* YOUR GOAL: Beginning with the line where "Could you please indicate the gradient" appears, retype every remaining line of the data below, both the first and last included.

(Saved data entries)
--------
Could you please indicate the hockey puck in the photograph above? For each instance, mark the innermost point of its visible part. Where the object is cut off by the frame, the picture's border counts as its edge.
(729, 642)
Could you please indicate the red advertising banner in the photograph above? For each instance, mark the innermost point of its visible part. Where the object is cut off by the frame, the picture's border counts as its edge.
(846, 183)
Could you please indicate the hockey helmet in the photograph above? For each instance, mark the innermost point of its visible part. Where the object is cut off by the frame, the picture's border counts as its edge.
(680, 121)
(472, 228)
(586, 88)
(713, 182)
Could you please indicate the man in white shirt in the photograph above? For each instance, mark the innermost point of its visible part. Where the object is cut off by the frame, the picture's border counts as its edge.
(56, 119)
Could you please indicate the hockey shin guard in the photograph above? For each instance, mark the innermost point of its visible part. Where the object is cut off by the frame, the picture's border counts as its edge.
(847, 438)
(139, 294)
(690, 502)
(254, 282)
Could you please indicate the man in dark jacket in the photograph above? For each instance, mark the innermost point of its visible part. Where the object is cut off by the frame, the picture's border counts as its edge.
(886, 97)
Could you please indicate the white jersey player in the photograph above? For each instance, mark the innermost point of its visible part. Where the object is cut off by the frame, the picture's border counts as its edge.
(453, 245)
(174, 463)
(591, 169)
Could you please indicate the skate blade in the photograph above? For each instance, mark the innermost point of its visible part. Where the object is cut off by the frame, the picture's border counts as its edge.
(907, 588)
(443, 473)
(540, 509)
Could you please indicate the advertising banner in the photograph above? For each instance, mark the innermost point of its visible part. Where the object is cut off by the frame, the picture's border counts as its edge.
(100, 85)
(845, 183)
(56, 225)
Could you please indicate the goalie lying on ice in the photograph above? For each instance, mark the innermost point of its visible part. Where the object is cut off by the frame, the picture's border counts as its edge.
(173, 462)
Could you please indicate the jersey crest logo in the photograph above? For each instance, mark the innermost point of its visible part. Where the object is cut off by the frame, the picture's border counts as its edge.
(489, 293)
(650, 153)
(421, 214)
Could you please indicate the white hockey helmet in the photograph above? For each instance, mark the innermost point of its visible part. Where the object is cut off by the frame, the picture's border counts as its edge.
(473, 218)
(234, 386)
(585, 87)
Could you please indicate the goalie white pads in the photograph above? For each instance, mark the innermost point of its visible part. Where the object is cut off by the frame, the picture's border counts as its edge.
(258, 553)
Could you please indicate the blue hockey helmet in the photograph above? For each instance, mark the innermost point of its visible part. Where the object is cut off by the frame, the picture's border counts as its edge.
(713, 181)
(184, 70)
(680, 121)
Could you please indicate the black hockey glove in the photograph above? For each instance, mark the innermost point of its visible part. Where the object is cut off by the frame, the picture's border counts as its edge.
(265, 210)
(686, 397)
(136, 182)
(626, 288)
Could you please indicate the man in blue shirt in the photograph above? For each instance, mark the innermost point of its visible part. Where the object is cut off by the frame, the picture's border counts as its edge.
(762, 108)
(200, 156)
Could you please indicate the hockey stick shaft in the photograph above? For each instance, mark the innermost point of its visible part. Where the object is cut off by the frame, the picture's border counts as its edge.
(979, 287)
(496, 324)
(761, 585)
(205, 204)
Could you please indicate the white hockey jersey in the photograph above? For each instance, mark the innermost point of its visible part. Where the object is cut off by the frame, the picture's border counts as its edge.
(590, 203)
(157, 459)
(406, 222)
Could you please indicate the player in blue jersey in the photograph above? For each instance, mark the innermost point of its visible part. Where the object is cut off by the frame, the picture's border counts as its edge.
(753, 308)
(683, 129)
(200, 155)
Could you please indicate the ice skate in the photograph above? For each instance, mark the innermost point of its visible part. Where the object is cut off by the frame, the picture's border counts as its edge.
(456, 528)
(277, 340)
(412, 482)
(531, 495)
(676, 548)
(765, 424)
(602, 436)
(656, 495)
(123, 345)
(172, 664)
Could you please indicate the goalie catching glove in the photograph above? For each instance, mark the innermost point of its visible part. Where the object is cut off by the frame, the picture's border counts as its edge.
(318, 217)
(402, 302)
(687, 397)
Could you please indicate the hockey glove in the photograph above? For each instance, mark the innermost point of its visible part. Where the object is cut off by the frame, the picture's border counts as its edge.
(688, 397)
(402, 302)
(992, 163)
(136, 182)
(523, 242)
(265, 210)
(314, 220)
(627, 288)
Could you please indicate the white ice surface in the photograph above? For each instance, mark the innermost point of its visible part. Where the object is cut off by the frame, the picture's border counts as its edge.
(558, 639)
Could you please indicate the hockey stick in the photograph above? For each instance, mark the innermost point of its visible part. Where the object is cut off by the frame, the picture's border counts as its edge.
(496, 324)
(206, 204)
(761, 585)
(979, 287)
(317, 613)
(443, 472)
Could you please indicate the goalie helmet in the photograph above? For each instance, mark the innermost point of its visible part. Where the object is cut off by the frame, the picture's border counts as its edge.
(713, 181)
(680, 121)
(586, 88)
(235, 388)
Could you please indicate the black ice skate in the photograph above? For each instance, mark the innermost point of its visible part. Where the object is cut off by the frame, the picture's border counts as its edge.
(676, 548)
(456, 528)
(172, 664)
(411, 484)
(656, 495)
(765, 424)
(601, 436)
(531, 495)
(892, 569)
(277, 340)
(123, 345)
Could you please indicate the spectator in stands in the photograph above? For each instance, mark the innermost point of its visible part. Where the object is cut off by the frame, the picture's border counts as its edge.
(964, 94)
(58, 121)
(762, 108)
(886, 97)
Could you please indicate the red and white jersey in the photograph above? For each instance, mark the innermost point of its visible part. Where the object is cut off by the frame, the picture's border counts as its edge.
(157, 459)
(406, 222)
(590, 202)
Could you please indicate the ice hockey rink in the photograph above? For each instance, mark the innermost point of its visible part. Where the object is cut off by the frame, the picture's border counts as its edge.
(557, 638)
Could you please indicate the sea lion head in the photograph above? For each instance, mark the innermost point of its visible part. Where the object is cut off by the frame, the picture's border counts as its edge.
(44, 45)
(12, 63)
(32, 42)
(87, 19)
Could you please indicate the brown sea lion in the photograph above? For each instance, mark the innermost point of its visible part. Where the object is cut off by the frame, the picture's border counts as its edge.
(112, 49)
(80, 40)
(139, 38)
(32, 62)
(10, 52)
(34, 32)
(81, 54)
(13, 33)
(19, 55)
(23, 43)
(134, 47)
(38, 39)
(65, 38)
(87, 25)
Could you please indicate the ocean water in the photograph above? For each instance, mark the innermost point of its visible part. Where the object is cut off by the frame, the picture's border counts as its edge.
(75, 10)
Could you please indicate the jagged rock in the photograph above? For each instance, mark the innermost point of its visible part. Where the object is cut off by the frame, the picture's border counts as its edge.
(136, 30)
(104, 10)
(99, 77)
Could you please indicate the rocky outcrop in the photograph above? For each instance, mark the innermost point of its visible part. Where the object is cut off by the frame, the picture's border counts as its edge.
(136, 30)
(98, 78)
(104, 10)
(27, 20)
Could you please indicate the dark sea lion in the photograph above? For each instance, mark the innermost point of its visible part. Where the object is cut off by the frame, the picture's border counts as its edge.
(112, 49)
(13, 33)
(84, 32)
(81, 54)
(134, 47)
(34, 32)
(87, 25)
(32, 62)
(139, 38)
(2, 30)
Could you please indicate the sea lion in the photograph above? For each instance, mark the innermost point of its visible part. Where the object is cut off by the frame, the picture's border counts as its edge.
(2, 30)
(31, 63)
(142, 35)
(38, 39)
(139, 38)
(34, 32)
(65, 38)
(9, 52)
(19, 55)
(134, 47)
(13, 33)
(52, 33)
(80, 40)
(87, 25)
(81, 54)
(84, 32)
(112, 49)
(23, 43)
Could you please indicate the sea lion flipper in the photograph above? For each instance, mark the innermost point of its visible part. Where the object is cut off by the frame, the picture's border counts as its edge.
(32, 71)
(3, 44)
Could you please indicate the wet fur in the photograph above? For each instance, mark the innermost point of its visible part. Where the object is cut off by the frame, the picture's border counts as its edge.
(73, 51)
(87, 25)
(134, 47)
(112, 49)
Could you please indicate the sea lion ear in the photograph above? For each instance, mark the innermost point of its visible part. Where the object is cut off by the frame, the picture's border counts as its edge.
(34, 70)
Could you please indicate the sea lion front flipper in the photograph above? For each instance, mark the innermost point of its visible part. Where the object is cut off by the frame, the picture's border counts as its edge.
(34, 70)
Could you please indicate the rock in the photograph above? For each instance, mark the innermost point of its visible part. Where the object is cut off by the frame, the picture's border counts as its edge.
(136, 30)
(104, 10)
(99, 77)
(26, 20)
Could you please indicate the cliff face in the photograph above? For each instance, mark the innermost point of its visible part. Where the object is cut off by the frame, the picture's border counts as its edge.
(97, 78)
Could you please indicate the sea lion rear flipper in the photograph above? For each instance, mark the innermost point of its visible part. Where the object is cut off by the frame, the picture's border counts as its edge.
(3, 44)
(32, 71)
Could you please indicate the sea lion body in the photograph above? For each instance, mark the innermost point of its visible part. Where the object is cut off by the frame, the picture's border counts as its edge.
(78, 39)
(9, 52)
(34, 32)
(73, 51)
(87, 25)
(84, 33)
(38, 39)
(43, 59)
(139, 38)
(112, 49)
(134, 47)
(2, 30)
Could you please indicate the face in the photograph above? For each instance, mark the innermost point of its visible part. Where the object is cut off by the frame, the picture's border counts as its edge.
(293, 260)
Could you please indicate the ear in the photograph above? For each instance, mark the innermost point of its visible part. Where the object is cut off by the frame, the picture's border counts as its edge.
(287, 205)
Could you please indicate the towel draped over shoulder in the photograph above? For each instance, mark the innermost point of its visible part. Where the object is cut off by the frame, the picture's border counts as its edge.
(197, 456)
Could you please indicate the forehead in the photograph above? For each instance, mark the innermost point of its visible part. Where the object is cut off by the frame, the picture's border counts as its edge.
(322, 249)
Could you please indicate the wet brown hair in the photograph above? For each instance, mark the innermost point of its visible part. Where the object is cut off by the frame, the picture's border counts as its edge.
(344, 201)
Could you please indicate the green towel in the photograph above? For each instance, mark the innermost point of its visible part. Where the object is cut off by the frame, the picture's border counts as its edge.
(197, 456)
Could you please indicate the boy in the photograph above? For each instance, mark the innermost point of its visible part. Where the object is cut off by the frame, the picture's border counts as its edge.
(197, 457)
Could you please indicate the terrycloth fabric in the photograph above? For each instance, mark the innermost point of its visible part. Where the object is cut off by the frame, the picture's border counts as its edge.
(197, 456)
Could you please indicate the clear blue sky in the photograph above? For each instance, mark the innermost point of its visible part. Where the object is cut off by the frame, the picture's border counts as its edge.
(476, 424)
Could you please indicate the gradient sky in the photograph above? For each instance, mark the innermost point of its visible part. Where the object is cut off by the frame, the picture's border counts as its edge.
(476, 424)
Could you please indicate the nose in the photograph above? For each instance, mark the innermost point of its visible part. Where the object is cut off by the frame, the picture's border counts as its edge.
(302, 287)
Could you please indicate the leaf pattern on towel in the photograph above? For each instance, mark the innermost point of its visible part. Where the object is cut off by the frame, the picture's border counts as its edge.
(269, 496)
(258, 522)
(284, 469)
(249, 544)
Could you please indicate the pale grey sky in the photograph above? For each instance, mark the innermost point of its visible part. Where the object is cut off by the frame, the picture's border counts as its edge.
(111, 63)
--------
* THE ANSWER:
Could you please indicate the gradient sky in the photograph above? For each instance, mark the innermost point of its visible part. Where the object is cut off by the frame, the picture's border counts as its edge.
(476, 424)
Could you please indicate the nose in the photograph above? For each instance, mark the innermost point of its visible part. Where the object is cut off by the frame, the picture's border counts as its edge.
(302, 287)
Could you please indicate the leaf pattern on towel in the photograph above? For each instance, mark the innermost point of its visible part. Where the object is cut off by the frame, the picture's border counts as its edge.
(269, 496)
(258, 522)
(284, 469)
(249, 544)
Could you please indicate the pale grey sky in the photograph above? For each instance, mark the innermost point of its visible part. Where the object is cut off by the frame, the picture's border counts as its edge.
(111, 63)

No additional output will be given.